**Directions:**
1. Answer these questions about the forum thread on the bike tool, one line each:
(a) What does crclawn suggest making the lever into?
(b) Where does sandmangts keep their multitool?
(c) Which company does sandmangts say had a tool that fit into oversized headtubes?
2. Reproduce the forum thread on the bike tool word for word, starting with "Jay, is the" and going on through "have thru axels?".

**Quoted passage:**

Kickass product right there!!


----------



## crclawn (Sep 26, 2010)

> is it just me or is that product just a pos that no one needs?


+1

Just get rid of all that stuff and make the lever a beer bottle opener. Problem solved.


----------



## deano machineo (Dec 20, 2009)

While all of the above is very constructive and adds to the thread. I think the tool is aimed more towards the minimalist rider and less towards the guy who forgot his bottle opener and dildo.


----------



## sandmangts (Feb 16, 2004)

I have always liked the idea of integrating tools into a form that can be easily accessed and kept with the bike. This tool is neatly executed but for me it would be of little use. First off, it is exposed to the elements and will surely get filthy. A dirty chain tool with grit in the threads can be tough to use. Second, I don't like the idea of having to dis-engage the wheel to use it. Third, I own alot of bikes. My multitool stays in my camelback so I have it no matter which bike I ride. I can see how this tool may be great for someone who commutes and does not want to wear a pack though.

Cannondale had a tool that fit into the oversized headtubes that was pretty cool. I had an old bike that had a pump integrated into the seatpost but you had to take the seat off to pump up the tire.


----------



## thegallery (Jul 27, 2005)

dhmtbj said:


> Please let me know if I can answer any further questions.
> 
> Jay


Jay, is the Tulio 99G weight including the skewer? If so,what is the approx weight without the skewer? It looks like a pretty affordable lightweight well packaged tool just to carry in your pocket. My racing bike this year has a rear thru axel. I'm assuming one of the reasons you chose the rear axel is because so many fronts have thru axels?

**Data section:**
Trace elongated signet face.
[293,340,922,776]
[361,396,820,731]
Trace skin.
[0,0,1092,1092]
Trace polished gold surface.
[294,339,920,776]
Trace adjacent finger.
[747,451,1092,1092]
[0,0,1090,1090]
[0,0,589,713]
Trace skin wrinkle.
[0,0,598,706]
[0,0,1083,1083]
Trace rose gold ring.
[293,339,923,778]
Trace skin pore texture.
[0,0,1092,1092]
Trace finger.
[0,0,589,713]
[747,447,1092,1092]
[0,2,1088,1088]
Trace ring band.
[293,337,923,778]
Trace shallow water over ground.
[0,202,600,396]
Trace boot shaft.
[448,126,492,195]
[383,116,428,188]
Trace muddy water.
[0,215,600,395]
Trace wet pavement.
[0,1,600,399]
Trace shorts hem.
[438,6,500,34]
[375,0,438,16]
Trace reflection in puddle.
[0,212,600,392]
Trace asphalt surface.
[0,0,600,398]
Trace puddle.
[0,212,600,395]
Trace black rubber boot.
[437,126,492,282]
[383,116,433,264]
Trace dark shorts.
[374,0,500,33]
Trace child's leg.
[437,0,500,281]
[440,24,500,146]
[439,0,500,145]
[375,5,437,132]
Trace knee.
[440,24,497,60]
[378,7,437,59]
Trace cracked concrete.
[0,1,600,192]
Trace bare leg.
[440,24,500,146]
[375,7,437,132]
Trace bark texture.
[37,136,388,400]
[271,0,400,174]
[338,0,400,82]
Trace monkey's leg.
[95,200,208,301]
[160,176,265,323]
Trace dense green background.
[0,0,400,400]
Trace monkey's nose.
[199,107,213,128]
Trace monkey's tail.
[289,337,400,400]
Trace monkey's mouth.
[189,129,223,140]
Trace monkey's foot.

**Solutions for each task:**
1.
(a) A beer bottle opener.
(b) In their camelback.
(c) Cannondale.

2.
Jay, is the Tulio 99G weight including the skewer? If so,what is the approx weight without the skewer? It looks like a pretty affordable lightweight well packaged tool just to carry in your pocket. My racing bike this year has a rear thru axel. I'm assuming one of the reasons you chose the rear axel is because so many fronts have thru axels?